_Task to complete_. Copy out the material in full. Leave every line as it is.

(Input for this task begins)

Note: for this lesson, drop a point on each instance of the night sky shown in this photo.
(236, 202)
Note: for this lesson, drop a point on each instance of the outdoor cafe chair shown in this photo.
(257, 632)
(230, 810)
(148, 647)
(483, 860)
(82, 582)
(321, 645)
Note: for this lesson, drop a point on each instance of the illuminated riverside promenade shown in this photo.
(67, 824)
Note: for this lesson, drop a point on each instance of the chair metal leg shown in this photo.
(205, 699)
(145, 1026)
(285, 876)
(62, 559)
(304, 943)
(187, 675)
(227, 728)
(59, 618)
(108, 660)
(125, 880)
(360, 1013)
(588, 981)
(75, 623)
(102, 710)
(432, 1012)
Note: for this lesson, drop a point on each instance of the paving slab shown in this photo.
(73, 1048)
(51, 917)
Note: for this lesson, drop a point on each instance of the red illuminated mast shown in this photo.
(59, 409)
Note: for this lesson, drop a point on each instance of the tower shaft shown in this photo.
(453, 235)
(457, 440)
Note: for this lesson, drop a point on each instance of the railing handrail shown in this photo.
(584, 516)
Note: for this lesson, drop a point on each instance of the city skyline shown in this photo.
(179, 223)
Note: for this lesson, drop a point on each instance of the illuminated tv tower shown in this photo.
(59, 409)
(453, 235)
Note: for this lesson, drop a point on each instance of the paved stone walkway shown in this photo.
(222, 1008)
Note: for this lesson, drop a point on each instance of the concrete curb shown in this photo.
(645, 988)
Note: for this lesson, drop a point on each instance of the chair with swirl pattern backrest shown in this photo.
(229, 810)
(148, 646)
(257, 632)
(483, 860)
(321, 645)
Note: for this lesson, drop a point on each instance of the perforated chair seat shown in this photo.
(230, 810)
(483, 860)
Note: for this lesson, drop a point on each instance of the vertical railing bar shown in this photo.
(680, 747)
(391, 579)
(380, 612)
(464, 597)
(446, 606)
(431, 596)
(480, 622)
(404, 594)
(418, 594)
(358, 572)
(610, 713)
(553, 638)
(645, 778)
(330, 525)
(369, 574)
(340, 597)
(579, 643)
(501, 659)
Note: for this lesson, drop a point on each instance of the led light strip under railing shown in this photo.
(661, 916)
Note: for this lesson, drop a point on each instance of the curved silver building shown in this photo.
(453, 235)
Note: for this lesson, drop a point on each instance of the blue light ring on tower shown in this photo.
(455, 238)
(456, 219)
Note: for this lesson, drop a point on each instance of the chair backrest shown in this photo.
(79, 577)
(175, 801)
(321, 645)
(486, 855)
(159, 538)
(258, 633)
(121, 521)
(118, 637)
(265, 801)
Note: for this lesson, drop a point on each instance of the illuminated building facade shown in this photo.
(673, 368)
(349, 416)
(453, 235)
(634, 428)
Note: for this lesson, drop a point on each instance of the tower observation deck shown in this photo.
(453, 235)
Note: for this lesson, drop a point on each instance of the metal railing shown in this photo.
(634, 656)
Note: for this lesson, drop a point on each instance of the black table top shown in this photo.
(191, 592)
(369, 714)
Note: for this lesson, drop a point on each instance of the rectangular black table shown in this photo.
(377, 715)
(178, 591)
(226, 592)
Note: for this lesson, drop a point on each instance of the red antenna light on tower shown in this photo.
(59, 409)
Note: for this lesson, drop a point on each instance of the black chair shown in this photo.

(Input for this task ends)

_Result below_.
Note: for this lesson, drop a point on each instance of the night sky shown in this photo.
(236, 202)
Note: for this lesson, drop a point on each instance of the outdoor cafe chair shown in this photo.
(257, 632)
(230, 810)
(148, 647)
(483, 860)
(82, 582)
(321, 645)
Note: for this lesson, drop a point on each instance of the illuminated riverside promenade shown in this photo.
(67, 824)
Note: for this lesson, drop a point on each instance of the chair metal leg shown in this photo.
(205, 699)
(145, 1026)
(285, 876)
(62, 559)
(304, 943)
(187, 675)
(227, 728)
(59, 618)
(108, 660)
(125, 880)
(360, 1013)
(588, 981)
(75, 623)
(102, 710)
(432, 1012)
Note: for this lesson, drop a point on each instance of the paving slab shown in this photo.
(73, 1048)
(51, 917)
Note: for this lesson, drop a point on each instance of the red illuminated mast shown in this photo.
(59, 409)
Note: for this lesson, drop a point on each instance of the tower shaft shown in this photo.
(453, 235)
(457, 440)
Note: for this lesson, drop a point on each instance of the railing handrail shown in this photo.
(584, 516)
Note: for this lesson, drop a point on each instance of the city skyline shown in this photo.
(179, 223)
Note: for this lesson, drop a point on each instance of the illuminated tv tower shown in this photo.
(59, 409)
(453, 235)
Note: for this lesson, drop a point on each instance of the paved stone walkway shown in this photo.
(222, 1008)
Note: for this lesson, drop a point on each instance of the concrete curb shown in this photo.
(645, 988)
Note: for this lesson, drop a point on each instance of the chair with swirl pattern backrest shown in this photo.
(229, 810)
(148, 646)
(257, 632)
(483, 860)
(321, 645)
Note: for this lesson, drop a point on each instance of the perforated chair seat shown in this photo.
(230, 810)
(483, 860)
Note: for this lesson, drop a point on each instance of the vertical railing bar shown in this photo.
(680, 747)
(391, 579)
(380, 612)
(464, 597)
(446, 606)
(431, 596)
(480, 622)
(404, 594)
(418, 594)
(358, 572)
(610, 713)
(553, 638)
(645, 778)
(330, 525)
(369, 574)
(340, 597)
(579, 643)
(501, 659)
Note: for this lesson, drop a point on each instance of the led light strip under railing shown in this photo.
(661, 916)
Note: for this lesson, drop a point on each instance of the curved silver building shown in this photo.
(453, 235)
Note: for this lesson, drop a point on each instance of the blue light ring on tower shown in this photo.
(455, 238)
(456, 219)
Note: for this lesson, drop a point on each instance of the chair backrest shown in this photo.
(79, 577)
(175, 801)
(321, 645)
(486, 855)
(159, 538)
(258, 633)
(121, 521)
(118, 637)
(265, 801)
Note: for this lesson, drop a point on each instance of the illuminated building facade shown in this photo.
(673, 368)
(349, 416)
(453, 235)
(634, 428)
Note: for this lesson, drop a point on each instance of the tower observation deck shown in this photo.
(453, 235)
Note: for this lesson, drop a point on each instance of the metal railing shown in this photo.
(634, 656)
Note: for this lesson, drop a point on each instance of the black table top shown in this photo.
(191, 592)
(369, 714)
Note: for this lesson, drop a point on each instance of the rectangular black table shown in this photo.
(377, 715)
(178, 591)
(226, 592)
Note: for this lesson, drop a point on each instance of the red antenna light on tower shown in this photo.
(59, 409)
Note: for this lesson, drop a point on each instance of the black chair shown in this photo.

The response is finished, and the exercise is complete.